▶ [TASKS]:
a) Reproduce the passage of the Heritage Classic account between "While the Oilers" and "his first year.", inclusive.
b) Render this sentence from the Heritage Classic account in French: "Kevin and I prepared like tens of thousands of others for an extended outdoor stint."

▶ [PAGE]:
-*-

While the Oilers first NHL game -- whose ticket stub paved the way to this one -- was held on my birthday, the Heritage Classic itself was held on my wife's. (Some would call this a sign.) Unselfish person and loving mother that she is -- not to mention practical about the Great Outdoors in Friggin' November -- she graciously passed on her opportunity so that our son could attend, and spent "her" day mostly alone. She had seen hundreds of games with me in the glory years, and was happy to remember "the boys" as they were. Kevin, meanwhile, had heard the stories (more than once, in some cases) but never saw the team with his own eyes, the Gretzky sale having been completed in his first year.

Kevin and I prepared like tens of thousands of others for an extended outdoor stint. With my cold-weather night-time observing experience and collected layers of clothing, perhaps I was better prepared than many: briefs, thermal socks, two pairs wool socks, two full pairs of longjohns, outer pants, turtleneck, two hoodies, snowmobile suit, Oiler sweater, parka, Sorel boots, wool gloves covered by heavy wool gunner mitts, neck warmer, thick black cloth baseball hat, four hoods, sleeping bag. A thermos of hot coffee for me and of cider for Kevin, and off we trundled like a pair of Michelin Men to the Park'N'Ride. After a few nervous moments outside the stadium seeing a huge line-up awaiting security, I found that they were passing people through very efficiently indeed, and we were able to find out seats just as they began to introduce the so-called megastars. Perfect timing.

-*-

▶ [LISTED RECORDS]:
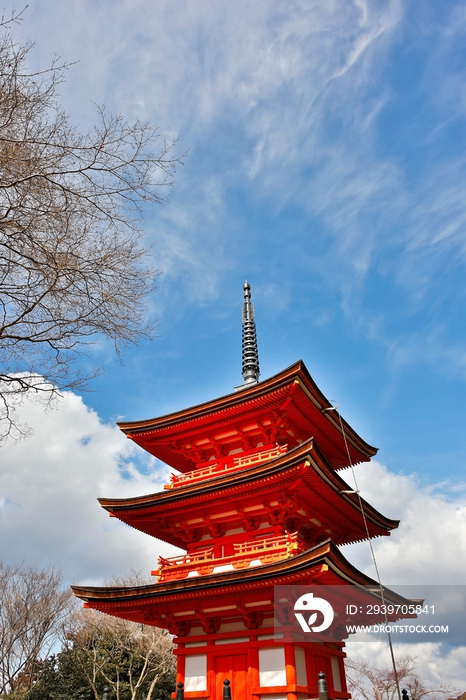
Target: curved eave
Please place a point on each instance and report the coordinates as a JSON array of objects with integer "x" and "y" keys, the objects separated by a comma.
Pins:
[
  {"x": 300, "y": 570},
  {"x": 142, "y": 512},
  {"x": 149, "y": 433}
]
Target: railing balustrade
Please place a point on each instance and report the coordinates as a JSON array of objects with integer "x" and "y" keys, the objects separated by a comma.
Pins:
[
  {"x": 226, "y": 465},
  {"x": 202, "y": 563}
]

-*-

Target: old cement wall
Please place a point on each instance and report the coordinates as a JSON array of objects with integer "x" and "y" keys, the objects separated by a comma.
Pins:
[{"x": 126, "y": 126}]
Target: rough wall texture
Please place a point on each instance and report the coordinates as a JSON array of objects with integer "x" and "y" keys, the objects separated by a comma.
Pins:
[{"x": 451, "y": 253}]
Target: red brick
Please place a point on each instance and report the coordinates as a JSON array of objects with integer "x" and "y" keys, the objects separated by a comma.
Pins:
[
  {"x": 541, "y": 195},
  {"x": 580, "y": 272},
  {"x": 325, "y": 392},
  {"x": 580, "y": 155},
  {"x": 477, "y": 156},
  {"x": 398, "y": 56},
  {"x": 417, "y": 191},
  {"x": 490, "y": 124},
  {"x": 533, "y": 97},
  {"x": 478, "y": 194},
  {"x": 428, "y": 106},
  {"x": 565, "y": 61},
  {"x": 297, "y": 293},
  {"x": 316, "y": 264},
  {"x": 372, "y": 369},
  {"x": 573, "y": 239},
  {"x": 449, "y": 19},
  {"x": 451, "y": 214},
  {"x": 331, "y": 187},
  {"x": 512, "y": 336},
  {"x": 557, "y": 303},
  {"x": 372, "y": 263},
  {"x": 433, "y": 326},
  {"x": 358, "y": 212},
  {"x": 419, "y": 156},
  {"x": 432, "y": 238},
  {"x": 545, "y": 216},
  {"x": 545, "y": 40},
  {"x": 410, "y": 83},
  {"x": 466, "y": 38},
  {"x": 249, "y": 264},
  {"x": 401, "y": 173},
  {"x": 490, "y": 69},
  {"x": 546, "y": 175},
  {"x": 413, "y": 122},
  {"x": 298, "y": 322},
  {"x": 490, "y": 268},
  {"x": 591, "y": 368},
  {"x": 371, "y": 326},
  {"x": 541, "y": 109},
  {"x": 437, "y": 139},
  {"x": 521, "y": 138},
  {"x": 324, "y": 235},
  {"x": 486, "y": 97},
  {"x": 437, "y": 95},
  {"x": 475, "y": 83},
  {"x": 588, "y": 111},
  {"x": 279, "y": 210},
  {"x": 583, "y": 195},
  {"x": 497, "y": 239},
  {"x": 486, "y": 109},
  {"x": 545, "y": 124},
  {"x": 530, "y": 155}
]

-*-

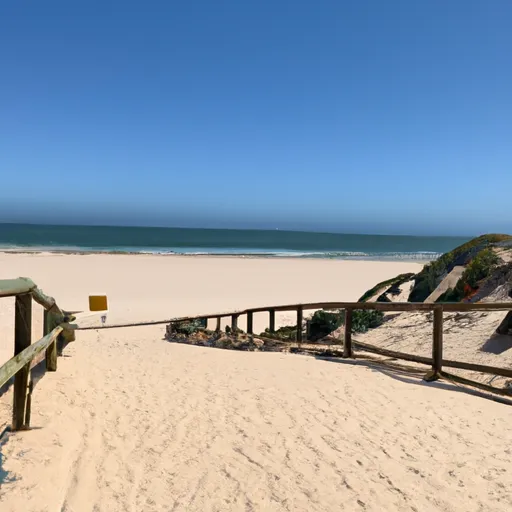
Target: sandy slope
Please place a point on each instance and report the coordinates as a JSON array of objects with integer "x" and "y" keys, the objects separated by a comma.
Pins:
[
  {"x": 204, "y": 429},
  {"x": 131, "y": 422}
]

-*-

▶ [ANSWERS FOR THIS EXERCISE]:
a)
While the Oilers first NHL game -- whose ticket stub paved the way to this one -- was held on my birthday, the Heritage Classic itself was held on my wife's. (Some would call this a sign.) Unselfish person and loving mother that she is -- not to mention practical about the Great Outdoors in Friggin' November -- she graciously passed on her opportunity so that our son could attend, and spent "her" day mostly alone. She had seen hundreds of games with me in the glory years, and was happy to remember "the boys" as they were. Kevin, meanwhile, had heard the stories (more than once, in some cases) but never saw the team with his own eyes, the Gretzky sale having been completed in his first year.

b) Kevin et moi nous sommes préparés, comme des dizaines de milliers d'autres, à un long séjour en plein air.